The output is the line holding "As a courtesy, could you identify the boy's knee" and all lines after it to the end of the records below; restate them unchanged and add nothing.

----------------

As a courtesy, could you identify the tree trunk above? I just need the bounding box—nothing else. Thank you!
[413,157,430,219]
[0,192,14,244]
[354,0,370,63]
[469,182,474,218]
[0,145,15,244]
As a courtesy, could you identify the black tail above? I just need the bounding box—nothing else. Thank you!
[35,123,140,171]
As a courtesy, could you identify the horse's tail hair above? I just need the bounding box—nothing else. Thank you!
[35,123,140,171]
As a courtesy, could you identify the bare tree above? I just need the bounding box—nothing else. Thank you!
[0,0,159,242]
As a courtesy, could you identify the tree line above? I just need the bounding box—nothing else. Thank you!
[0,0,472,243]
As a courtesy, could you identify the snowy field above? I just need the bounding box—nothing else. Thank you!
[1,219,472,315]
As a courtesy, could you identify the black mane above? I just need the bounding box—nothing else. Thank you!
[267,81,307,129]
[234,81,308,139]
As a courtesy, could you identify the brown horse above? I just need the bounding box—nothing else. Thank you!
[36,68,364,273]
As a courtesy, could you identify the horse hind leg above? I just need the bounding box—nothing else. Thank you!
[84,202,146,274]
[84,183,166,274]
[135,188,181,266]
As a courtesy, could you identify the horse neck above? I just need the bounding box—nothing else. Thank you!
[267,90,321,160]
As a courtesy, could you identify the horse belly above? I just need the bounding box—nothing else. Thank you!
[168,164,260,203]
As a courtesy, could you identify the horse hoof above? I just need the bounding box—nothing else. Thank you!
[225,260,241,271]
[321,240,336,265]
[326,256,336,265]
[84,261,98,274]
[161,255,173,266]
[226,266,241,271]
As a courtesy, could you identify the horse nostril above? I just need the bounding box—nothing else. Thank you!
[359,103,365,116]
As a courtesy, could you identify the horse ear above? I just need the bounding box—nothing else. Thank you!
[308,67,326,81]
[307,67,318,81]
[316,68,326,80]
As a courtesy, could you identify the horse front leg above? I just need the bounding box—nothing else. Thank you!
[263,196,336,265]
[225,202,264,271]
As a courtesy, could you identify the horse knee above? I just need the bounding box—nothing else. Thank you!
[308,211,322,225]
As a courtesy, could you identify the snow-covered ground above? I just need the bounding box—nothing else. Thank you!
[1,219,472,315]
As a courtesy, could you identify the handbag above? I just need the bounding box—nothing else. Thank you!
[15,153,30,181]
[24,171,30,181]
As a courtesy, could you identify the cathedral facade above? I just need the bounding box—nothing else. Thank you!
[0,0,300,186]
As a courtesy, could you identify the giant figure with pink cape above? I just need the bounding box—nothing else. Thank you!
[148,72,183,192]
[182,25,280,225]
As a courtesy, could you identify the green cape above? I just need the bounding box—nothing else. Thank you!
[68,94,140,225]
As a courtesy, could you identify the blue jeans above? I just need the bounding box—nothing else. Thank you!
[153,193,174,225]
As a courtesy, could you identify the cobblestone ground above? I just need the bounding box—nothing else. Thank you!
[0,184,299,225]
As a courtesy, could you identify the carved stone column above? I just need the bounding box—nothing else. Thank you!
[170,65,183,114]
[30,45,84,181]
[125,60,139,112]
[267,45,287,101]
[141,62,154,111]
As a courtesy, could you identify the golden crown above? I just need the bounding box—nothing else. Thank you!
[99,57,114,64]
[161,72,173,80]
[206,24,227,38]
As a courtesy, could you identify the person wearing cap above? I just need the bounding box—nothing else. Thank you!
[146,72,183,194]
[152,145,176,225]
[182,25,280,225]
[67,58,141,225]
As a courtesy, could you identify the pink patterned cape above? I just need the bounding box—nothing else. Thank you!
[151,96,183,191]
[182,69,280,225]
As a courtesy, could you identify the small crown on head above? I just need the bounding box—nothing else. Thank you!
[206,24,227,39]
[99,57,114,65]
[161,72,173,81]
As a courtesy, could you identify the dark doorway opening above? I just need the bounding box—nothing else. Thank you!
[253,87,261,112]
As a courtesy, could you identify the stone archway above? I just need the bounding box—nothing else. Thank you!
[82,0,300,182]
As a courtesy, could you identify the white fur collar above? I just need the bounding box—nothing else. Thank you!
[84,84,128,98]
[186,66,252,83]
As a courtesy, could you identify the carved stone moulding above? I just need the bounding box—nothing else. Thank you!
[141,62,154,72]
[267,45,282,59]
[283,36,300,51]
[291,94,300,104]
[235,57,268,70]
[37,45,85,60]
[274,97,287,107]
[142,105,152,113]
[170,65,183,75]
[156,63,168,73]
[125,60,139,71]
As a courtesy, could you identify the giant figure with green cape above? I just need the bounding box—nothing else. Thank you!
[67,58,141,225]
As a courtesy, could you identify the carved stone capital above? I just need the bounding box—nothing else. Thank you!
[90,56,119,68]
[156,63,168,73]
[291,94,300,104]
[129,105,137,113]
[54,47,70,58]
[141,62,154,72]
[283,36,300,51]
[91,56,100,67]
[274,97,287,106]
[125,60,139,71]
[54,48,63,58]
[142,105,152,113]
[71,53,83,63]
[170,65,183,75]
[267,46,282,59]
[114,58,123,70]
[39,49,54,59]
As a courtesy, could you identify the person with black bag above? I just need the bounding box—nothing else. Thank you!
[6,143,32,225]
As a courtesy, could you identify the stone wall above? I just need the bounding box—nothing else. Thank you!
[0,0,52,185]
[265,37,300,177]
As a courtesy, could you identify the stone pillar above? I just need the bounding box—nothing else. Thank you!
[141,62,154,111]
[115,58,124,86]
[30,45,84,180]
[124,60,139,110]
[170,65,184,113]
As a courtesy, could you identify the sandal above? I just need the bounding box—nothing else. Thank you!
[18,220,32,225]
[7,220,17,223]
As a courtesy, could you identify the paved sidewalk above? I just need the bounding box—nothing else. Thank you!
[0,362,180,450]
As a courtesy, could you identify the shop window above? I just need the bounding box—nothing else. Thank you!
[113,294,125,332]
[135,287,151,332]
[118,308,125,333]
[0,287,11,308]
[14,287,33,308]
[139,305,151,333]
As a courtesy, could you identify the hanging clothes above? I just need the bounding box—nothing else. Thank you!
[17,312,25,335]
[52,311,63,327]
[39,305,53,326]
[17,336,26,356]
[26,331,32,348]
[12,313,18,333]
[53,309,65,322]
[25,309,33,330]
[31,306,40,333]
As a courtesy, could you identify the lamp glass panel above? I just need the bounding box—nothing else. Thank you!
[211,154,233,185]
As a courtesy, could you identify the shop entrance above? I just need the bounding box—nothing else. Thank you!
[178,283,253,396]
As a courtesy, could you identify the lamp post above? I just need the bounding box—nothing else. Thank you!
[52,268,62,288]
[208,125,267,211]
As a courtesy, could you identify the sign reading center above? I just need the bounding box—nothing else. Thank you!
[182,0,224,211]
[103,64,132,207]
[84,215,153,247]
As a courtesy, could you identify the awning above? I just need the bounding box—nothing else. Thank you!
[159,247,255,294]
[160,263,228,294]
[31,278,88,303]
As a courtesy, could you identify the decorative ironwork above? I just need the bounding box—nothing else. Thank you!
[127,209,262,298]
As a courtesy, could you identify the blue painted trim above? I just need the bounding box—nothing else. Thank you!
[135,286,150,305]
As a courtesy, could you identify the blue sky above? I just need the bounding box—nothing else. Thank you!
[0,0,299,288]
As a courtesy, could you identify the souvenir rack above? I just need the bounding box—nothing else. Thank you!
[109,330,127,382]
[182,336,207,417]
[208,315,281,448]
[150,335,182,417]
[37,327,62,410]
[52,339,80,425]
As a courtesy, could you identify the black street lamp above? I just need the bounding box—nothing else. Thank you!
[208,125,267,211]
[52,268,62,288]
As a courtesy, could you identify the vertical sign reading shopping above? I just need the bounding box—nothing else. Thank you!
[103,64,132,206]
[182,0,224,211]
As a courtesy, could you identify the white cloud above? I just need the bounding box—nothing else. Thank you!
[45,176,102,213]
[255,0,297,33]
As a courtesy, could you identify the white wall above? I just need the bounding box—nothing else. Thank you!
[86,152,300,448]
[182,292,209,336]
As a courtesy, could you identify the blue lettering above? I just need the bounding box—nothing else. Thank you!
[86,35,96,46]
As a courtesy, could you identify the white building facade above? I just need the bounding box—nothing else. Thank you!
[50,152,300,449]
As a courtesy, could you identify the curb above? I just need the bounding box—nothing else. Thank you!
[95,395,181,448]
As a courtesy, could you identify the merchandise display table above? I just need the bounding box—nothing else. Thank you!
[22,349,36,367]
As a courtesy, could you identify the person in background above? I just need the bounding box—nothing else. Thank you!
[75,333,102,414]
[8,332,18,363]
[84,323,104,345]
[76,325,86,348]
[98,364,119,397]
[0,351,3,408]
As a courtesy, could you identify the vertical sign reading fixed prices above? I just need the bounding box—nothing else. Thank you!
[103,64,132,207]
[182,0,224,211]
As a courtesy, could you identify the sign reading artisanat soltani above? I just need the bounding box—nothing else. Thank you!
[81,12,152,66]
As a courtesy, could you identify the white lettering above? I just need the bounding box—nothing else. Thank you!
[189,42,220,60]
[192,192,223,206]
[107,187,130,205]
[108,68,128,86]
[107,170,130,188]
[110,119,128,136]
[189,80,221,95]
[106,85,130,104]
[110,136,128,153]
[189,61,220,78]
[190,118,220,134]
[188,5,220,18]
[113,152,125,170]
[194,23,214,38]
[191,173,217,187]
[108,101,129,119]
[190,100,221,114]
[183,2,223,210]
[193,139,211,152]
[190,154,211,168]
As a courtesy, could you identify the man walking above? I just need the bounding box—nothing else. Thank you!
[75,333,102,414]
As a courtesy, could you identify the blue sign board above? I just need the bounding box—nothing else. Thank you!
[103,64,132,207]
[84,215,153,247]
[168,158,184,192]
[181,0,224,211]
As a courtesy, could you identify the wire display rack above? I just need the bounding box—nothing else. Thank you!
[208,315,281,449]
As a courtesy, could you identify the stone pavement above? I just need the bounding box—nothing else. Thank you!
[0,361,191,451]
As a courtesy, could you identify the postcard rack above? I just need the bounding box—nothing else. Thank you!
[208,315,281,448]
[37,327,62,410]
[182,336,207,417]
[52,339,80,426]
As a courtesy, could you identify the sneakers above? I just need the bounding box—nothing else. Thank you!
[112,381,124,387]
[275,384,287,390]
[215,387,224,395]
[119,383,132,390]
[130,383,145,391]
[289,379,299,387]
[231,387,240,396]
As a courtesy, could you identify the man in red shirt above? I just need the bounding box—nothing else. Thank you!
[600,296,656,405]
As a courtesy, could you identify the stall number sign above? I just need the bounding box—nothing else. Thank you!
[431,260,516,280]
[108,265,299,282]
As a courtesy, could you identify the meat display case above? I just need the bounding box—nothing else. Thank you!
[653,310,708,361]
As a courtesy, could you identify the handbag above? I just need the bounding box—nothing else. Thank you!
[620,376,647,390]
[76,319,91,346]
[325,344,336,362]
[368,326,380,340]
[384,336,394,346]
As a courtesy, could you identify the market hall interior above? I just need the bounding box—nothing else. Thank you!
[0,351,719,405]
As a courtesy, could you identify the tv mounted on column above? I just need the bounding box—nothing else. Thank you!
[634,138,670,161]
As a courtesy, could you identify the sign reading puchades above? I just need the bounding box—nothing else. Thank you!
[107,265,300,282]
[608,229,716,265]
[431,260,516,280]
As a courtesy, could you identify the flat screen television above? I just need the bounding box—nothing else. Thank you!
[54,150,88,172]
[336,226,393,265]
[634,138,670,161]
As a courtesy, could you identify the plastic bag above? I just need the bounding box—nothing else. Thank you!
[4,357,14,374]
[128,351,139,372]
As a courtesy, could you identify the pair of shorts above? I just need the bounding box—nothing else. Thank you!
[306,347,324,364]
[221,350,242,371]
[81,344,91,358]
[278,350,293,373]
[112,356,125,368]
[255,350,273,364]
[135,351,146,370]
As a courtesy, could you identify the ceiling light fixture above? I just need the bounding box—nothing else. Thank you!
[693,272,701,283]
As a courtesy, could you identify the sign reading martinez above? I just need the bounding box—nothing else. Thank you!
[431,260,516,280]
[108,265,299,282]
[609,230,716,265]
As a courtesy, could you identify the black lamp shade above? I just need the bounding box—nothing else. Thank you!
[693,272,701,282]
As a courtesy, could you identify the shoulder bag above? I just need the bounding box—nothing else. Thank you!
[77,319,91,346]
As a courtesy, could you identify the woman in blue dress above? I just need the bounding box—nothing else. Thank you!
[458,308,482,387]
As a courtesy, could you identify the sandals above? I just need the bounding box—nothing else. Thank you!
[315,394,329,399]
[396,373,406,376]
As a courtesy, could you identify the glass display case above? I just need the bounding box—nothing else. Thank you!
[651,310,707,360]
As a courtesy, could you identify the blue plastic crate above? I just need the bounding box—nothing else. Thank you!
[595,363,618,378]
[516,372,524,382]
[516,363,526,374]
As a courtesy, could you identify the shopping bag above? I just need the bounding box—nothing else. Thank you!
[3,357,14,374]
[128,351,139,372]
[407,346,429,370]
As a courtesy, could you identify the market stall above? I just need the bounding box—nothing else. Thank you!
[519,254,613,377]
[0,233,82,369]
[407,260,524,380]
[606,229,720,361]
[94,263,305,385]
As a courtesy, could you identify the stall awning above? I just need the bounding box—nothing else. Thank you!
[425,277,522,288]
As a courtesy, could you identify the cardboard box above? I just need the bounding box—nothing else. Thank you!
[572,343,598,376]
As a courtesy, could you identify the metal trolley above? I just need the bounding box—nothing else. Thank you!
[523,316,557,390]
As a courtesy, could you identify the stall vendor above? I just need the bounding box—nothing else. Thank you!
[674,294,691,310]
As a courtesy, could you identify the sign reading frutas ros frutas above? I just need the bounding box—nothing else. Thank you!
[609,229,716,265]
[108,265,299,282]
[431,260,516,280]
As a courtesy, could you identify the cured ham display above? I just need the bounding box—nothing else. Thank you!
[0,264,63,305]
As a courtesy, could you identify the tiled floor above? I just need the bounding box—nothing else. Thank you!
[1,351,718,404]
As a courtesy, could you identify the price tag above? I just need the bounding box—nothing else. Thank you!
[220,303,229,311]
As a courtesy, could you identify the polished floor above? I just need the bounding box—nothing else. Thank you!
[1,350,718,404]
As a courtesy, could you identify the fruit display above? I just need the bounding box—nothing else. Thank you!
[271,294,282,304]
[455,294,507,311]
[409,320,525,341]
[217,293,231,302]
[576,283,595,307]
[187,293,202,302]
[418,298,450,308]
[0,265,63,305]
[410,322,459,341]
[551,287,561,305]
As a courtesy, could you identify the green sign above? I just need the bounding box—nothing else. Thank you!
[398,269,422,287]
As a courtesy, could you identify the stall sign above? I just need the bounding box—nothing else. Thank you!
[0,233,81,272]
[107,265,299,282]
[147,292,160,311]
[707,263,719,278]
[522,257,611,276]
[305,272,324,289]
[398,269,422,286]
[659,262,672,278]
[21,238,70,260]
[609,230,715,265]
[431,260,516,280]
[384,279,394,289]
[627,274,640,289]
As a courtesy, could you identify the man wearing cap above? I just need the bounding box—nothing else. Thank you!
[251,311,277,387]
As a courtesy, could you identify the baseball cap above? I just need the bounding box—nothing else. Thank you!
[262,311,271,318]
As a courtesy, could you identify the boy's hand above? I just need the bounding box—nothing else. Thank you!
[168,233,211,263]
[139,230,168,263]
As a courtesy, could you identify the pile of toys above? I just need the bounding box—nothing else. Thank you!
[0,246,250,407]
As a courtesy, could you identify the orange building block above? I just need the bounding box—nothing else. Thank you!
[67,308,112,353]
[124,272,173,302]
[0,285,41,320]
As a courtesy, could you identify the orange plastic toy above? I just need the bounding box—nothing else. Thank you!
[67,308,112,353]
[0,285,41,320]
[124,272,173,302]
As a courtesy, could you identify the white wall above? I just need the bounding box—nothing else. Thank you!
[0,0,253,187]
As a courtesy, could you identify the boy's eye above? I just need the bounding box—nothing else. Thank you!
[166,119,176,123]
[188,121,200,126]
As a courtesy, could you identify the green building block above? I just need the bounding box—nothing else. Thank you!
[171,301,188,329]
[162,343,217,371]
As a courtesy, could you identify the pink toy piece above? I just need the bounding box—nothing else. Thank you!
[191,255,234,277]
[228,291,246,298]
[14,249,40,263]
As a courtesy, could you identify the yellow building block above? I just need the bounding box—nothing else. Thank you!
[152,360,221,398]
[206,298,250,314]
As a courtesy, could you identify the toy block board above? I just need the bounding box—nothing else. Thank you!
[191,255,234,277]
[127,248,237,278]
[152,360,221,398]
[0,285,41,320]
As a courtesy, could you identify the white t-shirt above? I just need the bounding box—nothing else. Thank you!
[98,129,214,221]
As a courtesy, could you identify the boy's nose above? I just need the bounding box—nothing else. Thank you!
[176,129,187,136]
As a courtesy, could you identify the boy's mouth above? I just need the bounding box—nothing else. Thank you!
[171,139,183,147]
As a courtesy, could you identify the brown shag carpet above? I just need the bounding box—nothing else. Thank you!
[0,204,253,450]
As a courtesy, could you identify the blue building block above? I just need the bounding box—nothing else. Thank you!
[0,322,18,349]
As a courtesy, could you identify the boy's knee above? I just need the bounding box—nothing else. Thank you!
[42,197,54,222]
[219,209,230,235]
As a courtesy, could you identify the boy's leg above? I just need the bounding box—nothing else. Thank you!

----------------

TASK OUTPUT ::
As a courtesy, could you identify the boy's knee above? I just need the bounding box—nothing else. Thank you!
[42,197,54,222]
[219,209,230,235]
As a courtesy, could you identify the boy's leg above? I just need the bounding box—nothing else. Thank you!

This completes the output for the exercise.